— Start Text shown —

Madura
- Full name: Madura Football Club
- Nickname(s): Laskar Jokotole (Jokotole Warriors) Sapi Madura (The Madurese Bulls)
- Founded: 1964; 61 years ago (as Persebo Bondowoso) 2016; 9 years ago (as Persebo Musi Raya) 2017; 8 years ago (as Madura FC)
- Ground: Ahmad Yani Stadium
- Capacity: 15,000
- Owner: PT. Sepakbola Madura Bangkit
- Chairman: Salim
- Manager: Slamet Hidayat
- Coach: Vacant
- League: Liga 4
- 2021: Round of 16, (East Java zone)
| Home colours | Away colours |

= Madura F.C. =

Indonesian football club

Madura Football Club is an Indonesia football club based in Sumenep, East Java. After relegation, the club will compete in Liga 4 in 2024. Madura FC plays their home matches in the Ahmad Yani Stadium. Their nickname is Laskar Jokotole (Jokotole Warriors) and Sapi Madura (Madura Cows).

— End Text shown —
— Start Data entries —

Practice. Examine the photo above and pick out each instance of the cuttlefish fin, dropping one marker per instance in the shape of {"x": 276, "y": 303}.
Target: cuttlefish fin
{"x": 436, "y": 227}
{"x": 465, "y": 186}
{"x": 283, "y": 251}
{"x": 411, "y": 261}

— End Data entries —

**Task set**:
a - Why does the Madura F.C. article say the club will compete in Liga 4 in 2024?
b - Copy the stretch of the Madura F.C. article from "Indonesian football club" through "Madura (Madura Cows).".

**Task results**:
a - The club will compete in Liga 4 in 2024 because it was relegated.

b -
Indonesian football club

Madura Football Club is an Indonesia football club based in Sumenep, East Java. After relegation, the club will compete in Liga 4 in 2024. Madura FC plays their home matches in the Ahmad Yani Stadium. Their nickname is Laskar Jokotole (Jokotole Warriors) and Sapi Madura (Madura Cows).